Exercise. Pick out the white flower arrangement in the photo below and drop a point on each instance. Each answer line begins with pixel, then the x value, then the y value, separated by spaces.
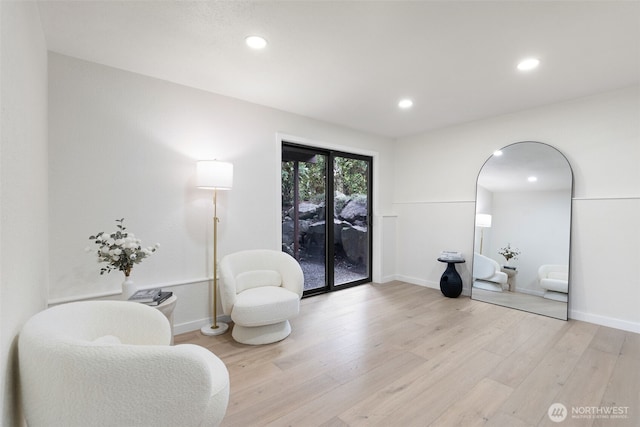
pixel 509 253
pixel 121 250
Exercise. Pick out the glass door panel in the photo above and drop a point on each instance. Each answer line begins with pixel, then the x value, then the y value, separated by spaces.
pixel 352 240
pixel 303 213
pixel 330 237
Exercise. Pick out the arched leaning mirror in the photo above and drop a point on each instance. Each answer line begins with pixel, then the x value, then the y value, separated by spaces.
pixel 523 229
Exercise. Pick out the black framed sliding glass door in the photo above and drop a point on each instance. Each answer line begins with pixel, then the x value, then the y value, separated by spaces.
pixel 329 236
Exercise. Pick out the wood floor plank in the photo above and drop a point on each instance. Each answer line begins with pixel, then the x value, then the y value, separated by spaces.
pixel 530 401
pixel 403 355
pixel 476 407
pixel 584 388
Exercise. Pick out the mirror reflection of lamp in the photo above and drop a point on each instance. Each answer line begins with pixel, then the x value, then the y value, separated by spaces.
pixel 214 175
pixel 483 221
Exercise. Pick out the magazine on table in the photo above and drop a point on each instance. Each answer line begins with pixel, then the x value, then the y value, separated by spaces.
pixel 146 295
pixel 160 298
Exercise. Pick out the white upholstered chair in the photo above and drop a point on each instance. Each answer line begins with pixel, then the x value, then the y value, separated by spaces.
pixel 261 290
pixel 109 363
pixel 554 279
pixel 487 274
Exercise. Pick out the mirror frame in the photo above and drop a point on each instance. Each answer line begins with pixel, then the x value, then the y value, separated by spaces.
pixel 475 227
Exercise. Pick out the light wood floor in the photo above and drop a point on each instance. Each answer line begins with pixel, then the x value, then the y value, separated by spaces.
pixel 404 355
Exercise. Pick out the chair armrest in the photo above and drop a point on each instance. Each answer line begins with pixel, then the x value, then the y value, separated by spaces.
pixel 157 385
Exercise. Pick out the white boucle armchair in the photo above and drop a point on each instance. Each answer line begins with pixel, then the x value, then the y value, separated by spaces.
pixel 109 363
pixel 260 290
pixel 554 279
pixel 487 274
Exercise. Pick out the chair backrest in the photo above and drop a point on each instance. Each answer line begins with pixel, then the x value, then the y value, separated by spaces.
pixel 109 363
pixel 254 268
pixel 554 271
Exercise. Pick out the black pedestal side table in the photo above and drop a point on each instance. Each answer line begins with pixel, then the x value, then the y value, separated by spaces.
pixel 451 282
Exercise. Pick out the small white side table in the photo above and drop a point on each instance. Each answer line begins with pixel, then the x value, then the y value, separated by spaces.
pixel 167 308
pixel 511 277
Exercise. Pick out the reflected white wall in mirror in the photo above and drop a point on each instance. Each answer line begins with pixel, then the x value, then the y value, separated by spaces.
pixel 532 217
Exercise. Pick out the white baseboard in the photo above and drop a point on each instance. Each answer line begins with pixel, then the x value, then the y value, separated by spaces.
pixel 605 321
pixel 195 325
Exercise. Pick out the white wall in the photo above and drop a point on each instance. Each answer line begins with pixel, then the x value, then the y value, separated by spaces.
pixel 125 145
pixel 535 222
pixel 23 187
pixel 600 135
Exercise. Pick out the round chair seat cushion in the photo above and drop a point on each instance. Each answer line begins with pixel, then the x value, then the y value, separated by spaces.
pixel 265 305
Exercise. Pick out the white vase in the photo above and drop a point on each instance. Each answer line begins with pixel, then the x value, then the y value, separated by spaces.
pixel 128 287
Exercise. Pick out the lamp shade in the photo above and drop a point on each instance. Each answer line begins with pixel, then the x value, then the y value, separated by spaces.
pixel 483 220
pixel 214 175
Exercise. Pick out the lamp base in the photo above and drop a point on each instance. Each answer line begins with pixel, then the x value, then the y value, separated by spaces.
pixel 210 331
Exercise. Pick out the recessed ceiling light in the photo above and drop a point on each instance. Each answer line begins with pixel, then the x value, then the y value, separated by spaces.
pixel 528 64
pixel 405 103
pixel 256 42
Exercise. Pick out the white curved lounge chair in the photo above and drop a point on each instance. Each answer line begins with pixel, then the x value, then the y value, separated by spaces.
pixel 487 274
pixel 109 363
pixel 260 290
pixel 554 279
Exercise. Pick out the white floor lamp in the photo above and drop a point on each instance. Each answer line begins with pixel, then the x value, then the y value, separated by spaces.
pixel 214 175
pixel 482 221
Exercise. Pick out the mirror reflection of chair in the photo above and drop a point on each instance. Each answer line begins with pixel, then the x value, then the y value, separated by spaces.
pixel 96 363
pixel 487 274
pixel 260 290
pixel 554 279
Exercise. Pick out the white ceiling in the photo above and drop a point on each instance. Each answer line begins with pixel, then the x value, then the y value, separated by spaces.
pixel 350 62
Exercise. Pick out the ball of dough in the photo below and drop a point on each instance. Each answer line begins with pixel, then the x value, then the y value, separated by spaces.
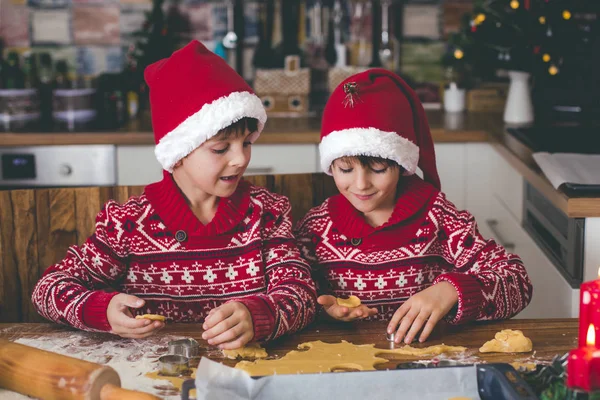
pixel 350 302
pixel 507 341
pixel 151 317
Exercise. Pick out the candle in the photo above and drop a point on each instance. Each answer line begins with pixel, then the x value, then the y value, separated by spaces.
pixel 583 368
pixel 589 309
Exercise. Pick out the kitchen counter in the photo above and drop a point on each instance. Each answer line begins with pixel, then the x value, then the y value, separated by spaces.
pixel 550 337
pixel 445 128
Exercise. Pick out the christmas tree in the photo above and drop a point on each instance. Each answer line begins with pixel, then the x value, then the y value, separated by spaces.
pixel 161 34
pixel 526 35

**Problem to solve**
Could you copy the listing exactly, leaving out any pictures?

**Answer below**
Exercise. Pick out the white flower arrangement in the photo below and drop a point on each instance. Each answer line begins with pixel, then the x value, then the y value, separated by spaces.
pixel 509 253
pixel 121 250
Exercise. Pick out the glass door panel in the photo above and drop a point on each instance. Each answer line begins with pixel, then the x value, then the y value, separated by spaces.
pixel 352 240
pixel 303 213
pixel 330 237
Exercise. Pick out the arched leaning mirror in the photo above and drop a point on each instance. Each answer line begins with pixel, then the x value, then the y value, separated by spaces.
pixel 523 229
Exercise. Pick out the black framed sliding glass door in the photo above and drop a point on each instance. Each answer line begins with pixel, then the x value, then the y value, separated by spaces.
pixel 329 236
Exercise. Pick out the wood floor plank in the photo above and drop a point on each instance. Each answer line begins with pixel, then the x value, then the y value, separated by spaces.
pixel 530 401
pixel 403 355
pixel 476 407
pixel 584 388
Exercise. Pick out the mirror reflection of lamp in the photo above and drop a point on each instance. Each answer line begins with pixel, then the x value, then the y value, separated by spaces.
pixel 214 175
pixel 483 221
Exercise. Pick out the magazine on table in the photo above and drop a point on each instance. Each answer line begins with pixel, then the x value, then the y value, separated by spaces.
pixel 146 295
pixel 160 298
Exercise. Pick out the white upholstered chair in the photo above and drop a point on each instance. Each answer line begins with pixel, then the x value, then the y value, separated by spaces.
pixel 261 290
pixel 109 363
pixel 554 279
pixel 487 274
Exercise. Pick out the mirror frame in the photo above and drop a point on each instance. Each answer line begins with pixel, then the x value, then the y value, separated by spaces.
pixel 475 227
Exercise. Pick out the light wood floor in the photo above and drop a point on each instance. Each answer line begins with pixel, then the x value, then the y value, separated by spaces.
pixel 404 355
Exercise. Pick out the chair armrest in the photo above and drop a point on each instance. Each answer line begins with pixel, then the x value, then the y value, separated by spaces.
pixel 157 385
Exercise. Pick out the white boucle armchair in the photo above and drop a point on each instance. Each answer line begins with pixel, then the x value, then the y value, separated by spaces.
pixel 109 363
pixel 260 290
pixel 554 279
pixel 487 274
Exercise. Pick out the chair backrest in the photo above and drop a point on each instance. Each answer line begins with pixel, then the x value, then the y value, separated by spaces.
pixel 109 363
pixel 254 268
pixel 554 271
Exercise. Pick out the black pedestal side table in the photo above and drop a point on each instance. Each answer line begins with pixel, then the x value, then the y value, separated by spaces.
pixel 451 282
Exercise. Pick out the small white side table in the photo above and drop a point on each instance. Each answer line begins with pixel, then the x value, then the y value, separated by spaces.
pixel 167 308
pixel 511 277
Exercise. Pick out the reflected white wall in mirror in the photo above and drop a point on each instance. Each answer line begins with pixel, then the x value, then the y value, separated by spaces.
pixel 532 217
Exercise. Pick out the white baseboard in the photo above and drop a point on each instance. Each answer line begins with pixel, then the x value, then the y value, separated by spaces.
pixel 605 321
pixel 195 325
Exercise. Pick out the white wall in the photo above and drop a point on each instance. Each answer line begins with pixel, then the x value, then the y value, separated by spaces.
pixel 125 145
pixel 535 222
pixel 23 187
pixel 600 135
Exercise. Pick out the round chair seat cushion in the photo above and drop a point on each instance. Each answer line begins with pixel, then the x value, then the y value, separated by spaces.
pixel 265 305
Exercise. Pick out the white vase in the photo above and drop a point on each instance. Each answer line begins with pixel, then the x value, then the y value, separated by spaces.
pixel 128 287
Exercise. Pick out the lamp shade in the photo above and drop a point on each instance. Each answer line begins with pixel, then the x value, then the y value, separated by spaces.
pixel 483 220
pixel 214 175
Exercise. Pick out the lamp base in the photo above and drop a point on each instance. Each answer line begins with pixel, then the x value, then the y value, separated by spaces.
pixel 210 331
Exercise. Pick out the recessed ceiling light in the photo above and drop a point on each instance. Each answer line begins with pixel, then the x value, then the y value, separated by spaces.
pixel 528 64
pixel 405 103
pixel 256 42
Exercise. Pick out the white curved lounge chair in the photo above and drop a point on each instance. Each answer line begins with pixel, then the x value, then the y value, separated by spaces.
pixel 487 274
pixel 109 363
pixel 260 290
pixel 554 279
Exercise. Pick out the white floor lamp in the photo above and drop a point on each instance. Each answer line begins with pixel, then the x value, then the y value, separated by spaces.
pixel 214 175
pixel 482 221
Exercise. Pick out the mirror reflection of chair in the photo above and drop a point on each instance. Each answer line begins with pixel, then the x value, then the y value, separated by spaces.
pixel 96 363
pixel 487 274
pixel 260 290
pixel 554 279
Exercise. Pick out the white ceiling in the photo above and drop a point on each instance. Each answer line begins with pixel, then the x value, then the y value, separated by spaces.
pixel 350 62
Exercise. Pick out the ball of dough in the photo below and drop a point on each instance. Each answer line begins with pixel, then the x value, then the y value, separated by spaces.
pixel 350 302
pixel 507 341
pixel 151 317
Exercise. Pick out the candle in the photo above and drop a point on each instance. Each answer line begins with pixel, then the x value, then the y value, separated by spaces.
pixel 583 368
pixel 589 309
Exercise. Pick out the kitchen counter in the photo above and drop a point on each instance. Each answer line begins with pixel, then the x value, then the y value, separated by spaces.
pixel 550 337
pixel 445 128
Exercise. Pick out the christmas tree in the photo above and drop a point on each instance. Each answer line begins with pixel, then the x value, then the y value, separated by spaces.
pixel 161 34
pixel 526 35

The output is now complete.